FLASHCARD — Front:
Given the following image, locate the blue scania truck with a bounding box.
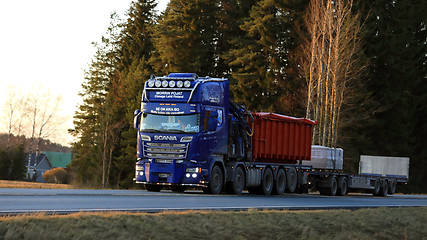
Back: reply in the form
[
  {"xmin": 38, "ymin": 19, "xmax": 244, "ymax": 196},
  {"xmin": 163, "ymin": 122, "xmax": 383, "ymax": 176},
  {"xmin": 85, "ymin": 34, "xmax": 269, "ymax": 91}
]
[{"xmin": 133, "ymin": 73, "xmax": 409, "ymax": 196}]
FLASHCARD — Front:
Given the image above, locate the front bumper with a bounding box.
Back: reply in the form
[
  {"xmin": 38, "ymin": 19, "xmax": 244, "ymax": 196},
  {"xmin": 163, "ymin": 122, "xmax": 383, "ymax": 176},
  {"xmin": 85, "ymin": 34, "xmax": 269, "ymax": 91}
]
[{"xmin": 135, "ymin": 160, "xmax": 208, "ymax": 186}]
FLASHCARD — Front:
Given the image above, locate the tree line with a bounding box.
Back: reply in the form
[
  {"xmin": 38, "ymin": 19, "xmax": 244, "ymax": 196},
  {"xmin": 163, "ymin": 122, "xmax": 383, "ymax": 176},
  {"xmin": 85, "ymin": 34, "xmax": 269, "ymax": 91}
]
[{"xmin": 71, "ymin": 0, "xmax": 426, "ymax": 192}]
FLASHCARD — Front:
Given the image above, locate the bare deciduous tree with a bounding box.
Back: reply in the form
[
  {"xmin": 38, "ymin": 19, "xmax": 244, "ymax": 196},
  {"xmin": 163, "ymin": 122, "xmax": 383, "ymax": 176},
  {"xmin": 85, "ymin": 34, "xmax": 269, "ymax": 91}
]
[
  {"xmin": 23, "ymin": 86, "xmax": 64, "ymax": 178},
  {"xmin": 298, "ymin": 0, "xmax": 366, "ymax": 147}
]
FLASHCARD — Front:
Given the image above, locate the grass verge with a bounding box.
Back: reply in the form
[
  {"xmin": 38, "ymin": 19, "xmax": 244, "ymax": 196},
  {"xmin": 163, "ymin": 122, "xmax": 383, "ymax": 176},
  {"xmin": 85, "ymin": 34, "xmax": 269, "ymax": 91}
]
[
  {"xmin": 0, "ymin": 180, "xmax": 74, "ymax": 189},
  {"xmin": 0, "ymin": 207, "xmax": 426, "ymax": 240}
]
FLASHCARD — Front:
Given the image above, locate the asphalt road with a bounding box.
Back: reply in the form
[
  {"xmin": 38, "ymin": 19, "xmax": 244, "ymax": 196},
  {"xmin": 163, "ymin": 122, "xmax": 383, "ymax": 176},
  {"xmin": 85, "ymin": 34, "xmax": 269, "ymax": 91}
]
[{"xmin": 1, "ymin": 188, "xmax": 426, "ymax": 215}]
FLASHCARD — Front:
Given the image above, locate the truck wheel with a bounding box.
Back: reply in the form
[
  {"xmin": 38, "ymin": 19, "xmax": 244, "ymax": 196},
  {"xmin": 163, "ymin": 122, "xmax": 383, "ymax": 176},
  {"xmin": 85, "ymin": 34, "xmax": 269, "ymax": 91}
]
[
  {"xmin": 388, "ymin": 179, "xmax": 397, "ymax": 195},
  {"xmin": 207, "ymin": 166, "xmax": 223, "ymax": 194},
  {"xmin": 145, "ymin": 184, "xmax": 162, "ymax": 192},
  {"xmin": 273, "ymin": 169, "xmax": 286, "ymax": 195},
  {"xmin": 261, "ymin": 168, "xmax": 274, "ymax": 195},
  {"xmin": 337, "ymin": 176, "xmax": 348, "ymax": 196},
  {"xmin": 372, "ymin": 178, "xmax": 381, "ymax": 196},
  {"xmin": 320, "ymin": 176, "xmax": 337, "ymax": 196},
  {"xmin": 286, "ymin": 167, "xmax": 298, "ymax": 193},
  {"xmin": 171, "ymin": 186, "xmax": 186, "ymax": 193},
  {"xmin": 232, "ymin": 167, "xmax": 245, "ymax": 195},
  {"xmin": 379, "ymin": 180, "xmax": 388, "ymax": 197}
]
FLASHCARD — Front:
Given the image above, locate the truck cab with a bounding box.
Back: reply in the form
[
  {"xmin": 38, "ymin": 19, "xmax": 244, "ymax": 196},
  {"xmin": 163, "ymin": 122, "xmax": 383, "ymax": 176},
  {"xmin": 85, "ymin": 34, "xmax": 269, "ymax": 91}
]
[{"xmin": 134, "ymin": 73, "xmax": 232, "ymax": 192}]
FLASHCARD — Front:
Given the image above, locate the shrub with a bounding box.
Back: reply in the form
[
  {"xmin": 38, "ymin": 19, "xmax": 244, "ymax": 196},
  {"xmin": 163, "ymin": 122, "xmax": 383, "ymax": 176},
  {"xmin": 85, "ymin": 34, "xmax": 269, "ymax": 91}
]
[{"xmin": 43, "ymin": 168, "xmax": 68, "ymax": 184}]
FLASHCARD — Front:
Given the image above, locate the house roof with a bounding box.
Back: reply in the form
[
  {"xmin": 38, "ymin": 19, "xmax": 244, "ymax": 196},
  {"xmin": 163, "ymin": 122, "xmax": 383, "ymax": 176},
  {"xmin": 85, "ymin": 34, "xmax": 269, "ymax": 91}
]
[
  {"xmin": 43, "ymin": 152, "xmax": 72, "ymax": 168},
  {"xmin": 26, "ymin": 153, "xmax": 46, "ymax": 167}
]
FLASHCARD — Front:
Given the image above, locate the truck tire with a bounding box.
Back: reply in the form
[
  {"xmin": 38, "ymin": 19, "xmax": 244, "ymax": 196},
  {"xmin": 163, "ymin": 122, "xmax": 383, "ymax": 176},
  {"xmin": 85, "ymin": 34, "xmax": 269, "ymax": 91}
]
[
  {"xmin": 273, "ymin": 169, "xmax": 286, "ymax": 195},
  {"xmin": 261, "ymin": 168, "xmax": 274, "ymax": 195},
  {"xmin": 232, "ymin": 167, "xmax": 245, "ymax": 195},
  {"xmin": 206, "ymin": 166, "xmax": 224, "ymax": 194},
  {"xmin": 372, "ymin": 178, "xmax": 381, "ymax": 196},
  {"xmin": 337, "ymin": 176, "xmax": 348, "ymax": 196},
  {"xmin": 145, "ymin": 184, "xmax": 162, "ymax": 192},
  {"xmin": 286, "ymin": 167, "xmax": 298, "ymax": 193},
  {"xmin": 171, "ymin": 186, "xmax": 186, "ymax": 193},
  {"xmin": 388, "ymin": 179, "xmax": 397, "ymax": 195},
  {"xmin": 379, "ymin": 179, "xmax": 388, "ymax": 197},
  {"xmin": 319, "ymin": 176, "xmax": 337, "ymax": 196}
]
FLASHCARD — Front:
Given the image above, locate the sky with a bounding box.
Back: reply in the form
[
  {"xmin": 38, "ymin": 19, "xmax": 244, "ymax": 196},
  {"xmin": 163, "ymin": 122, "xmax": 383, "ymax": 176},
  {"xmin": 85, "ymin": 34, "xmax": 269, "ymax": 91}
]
[{"xmin": 0, "ymin": 0, "xmax": 169, "ymax": 146}]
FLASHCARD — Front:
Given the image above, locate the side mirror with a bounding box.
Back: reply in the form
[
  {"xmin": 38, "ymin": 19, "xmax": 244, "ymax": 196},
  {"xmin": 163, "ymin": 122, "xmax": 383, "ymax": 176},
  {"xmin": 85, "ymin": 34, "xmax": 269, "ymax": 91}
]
[{"xmin": 134, "ymin": 110, "xmax": 142, "ymax": 129}]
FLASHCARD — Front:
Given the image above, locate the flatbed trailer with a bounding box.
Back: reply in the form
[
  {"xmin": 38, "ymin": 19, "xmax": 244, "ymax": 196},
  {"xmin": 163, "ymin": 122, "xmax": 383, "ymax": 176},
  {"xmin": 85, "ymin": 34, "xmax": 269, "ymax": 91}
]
[{"xmin": 306, "ymin": 155, "xmax": 409, "ymax": 196}]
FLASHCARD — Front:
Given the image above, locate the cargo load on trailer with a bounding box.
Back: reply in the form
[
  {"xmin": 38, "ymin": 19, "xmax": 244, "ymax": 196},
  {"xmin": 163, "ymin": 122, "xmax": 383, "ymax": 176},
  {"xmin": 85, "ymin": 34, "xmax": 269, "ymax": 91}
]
[{"xmin": 302, "ymin": 146, "xmax": 343, "ymax": 170}]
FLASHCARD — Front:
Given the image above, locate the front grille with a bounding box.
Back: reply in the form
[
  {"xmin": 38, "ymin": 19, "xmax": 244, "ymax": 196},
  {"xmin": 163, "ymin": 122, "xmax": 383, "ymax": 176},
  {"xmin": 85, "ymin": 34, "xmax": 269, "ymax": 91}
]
[
  {"xmin": 144, "ymin": 142, "xmax": 188, "ymax": 160},
  {"xmin": 147, "ymin": 143, "xmax": 186, "ymax": 148}
]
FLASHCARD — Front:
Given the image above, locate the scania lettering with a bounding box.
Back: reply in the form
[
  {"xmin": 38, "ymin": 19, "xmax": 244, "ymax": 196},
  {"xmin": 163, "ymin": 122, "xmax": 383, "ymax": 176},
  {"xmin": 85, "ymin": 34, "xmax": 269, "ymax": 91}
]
[
  {"xmin": 134, "ymin": 73, "xmax": 409, "ymax": 196},
  {"xmin": 154, "ymin": 136, "xmax": 178, "ymax": 141}
]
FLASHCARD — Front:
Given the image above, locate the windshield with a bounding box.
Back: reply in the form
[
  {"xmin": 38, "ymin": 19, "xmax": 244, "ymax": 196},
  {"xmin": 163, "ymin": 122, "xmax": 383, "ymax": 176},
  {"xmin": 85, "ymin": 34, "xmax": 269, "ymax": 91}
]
[{"xmin": 140, "ymin": 113, "xmax": 200, "ymax": 133}]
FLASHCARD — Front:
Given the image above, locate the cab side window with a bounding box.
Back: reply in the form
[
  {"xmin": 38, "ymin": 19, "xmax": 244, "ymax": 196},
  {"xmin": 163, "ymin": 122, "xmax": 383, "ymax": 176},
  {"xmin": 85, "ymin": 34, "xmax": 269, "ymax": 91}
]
[{"xmin": 203, "ymin": 110, "xmax": 212, "ymax": 131}]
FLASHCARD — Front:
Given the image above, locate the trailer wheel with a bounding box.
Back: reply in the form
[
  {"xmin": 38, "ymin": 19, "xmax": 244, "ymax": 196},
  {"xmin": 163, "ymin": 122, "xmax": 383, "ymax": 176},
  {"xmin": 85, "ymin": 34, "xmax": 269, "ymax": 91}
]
[
  {"xmin": 388, "ymin": 179, "xmax": 397, "ymax": 195},
  {"xmin": 261, "ymin": 168, "xmax": 274, "ymax": 195},
  {"xmin": 372, "ymin": 178, "xmax": 381, "ymax": 196},
  {"xmin": 273, "ymin": 169, "xmax": 286, "ymax": 195},
  {"xmin": 145, "ymin": 184, "xmax": 162, "ymax": 192},
  {"xmin": 379, "ymin": 180, "xmax": 388, "ymax": 197},
  {"xmin": 286, "ymin": 167, "xmax": 298, "ymax": 193},
  {"xmin": 171, "ymin": 186, "xmax": 186, "ymax": 193},
  {"xmin": 232, "ymin": 167, "xmax": 245, "ymax": 195},
  {"xmin": 206, "ymin": 166, "xmax": 224, "ymax": 194},
  {"xmin": 337, "ymin": 176, "xmax": 348, "ymax": 196},
  {"xmin": 319, "ymin": 176, "xmax": 337, "ymax": 196}
]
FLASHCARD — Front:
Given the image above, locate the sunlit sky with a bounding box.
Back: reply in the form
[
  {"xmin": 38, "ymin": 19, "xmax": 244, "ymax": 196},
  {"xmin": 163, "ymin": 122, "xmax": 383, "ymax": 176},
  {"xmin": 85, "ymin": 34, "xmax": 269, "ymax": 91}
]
[{"xmin": 0, "ymin": 0, "xmax": 169, "ymax": 145}]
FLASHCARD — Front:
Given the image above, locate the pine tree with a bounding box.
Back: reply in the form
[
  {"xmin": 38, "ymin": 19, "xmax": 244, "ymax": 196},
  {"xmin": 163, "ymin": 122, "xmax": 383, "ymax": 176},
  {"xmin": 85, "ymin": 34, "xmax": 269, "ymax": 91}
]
[
  {"xmin": 228, "ymin": 0, "xmax": 304, "ymax": 112},
  {"xmin": 151, "ymin": 0, "xmax": 218, "ymax": 75},
  {"xmin": 216, "ymin": 0, "xmax": 257, "ymax": 76},
  {"xmin": 109, "ymin": 0, "xmax": 157, "ymax": 188},
  {"xmin": 71, "ymin": 14, "xmax": 121, "ymax": 186},
  {"xmin": 71, "ymin": 1, "xmax": 157, "ymax": 188}
]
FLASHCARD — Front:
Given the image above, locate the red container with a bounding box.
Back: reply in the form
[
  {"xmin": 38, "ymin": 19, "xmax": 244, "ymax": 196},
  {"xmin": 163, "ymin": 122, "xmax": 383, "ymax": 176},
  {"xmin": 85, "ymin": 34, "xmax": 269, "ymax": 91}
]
[{"xmin": 251, "ymin": 113, "xmax": 317, "ymax": 164}]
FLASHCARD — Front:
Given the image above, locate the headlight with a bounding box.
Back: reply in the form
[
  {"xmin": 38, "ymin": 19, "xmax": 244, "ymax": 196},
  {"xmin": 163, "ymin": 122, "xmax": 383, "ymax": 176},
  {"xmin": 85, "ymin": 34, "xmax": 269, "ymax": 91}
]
[
  {"xmin": 155, "ymin": 80, "xmax": 162, "ymax": 87},
  {"xmin": 162, "ymin": 80, "xmax": 168, "ymax": 87},
  {"xmin": 169, "ymin": 81, "xmax": 176, "ymax": 87},
  {"xmin": 184, "ymin": 80, "xmax": 191, "ymax": 88},
  {"xmin": 140, "ymin": 135, "xmax": 151, "ymax": 141},
  {"xmin": 147, "ymin": 80, "xmax": 155, "ymax": 88},
  {"xmin": 186, "ymin": 167, "xmax": 201, "ymax": 173},
  {"xmin": 177, "ymin": 81, "xmax": 183, "ymax": 88},
  {"xmin": 136, "ymin": 165, "xmax": 144, "ymax": 171},
  {"xmin": 180, "ymin": 136, "xmax": 193, "ymax": 142}
]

◆ **What you will do**
The answer must be one number: how many lines in the material above contain the word "truck".

◆ **Exercise result**
4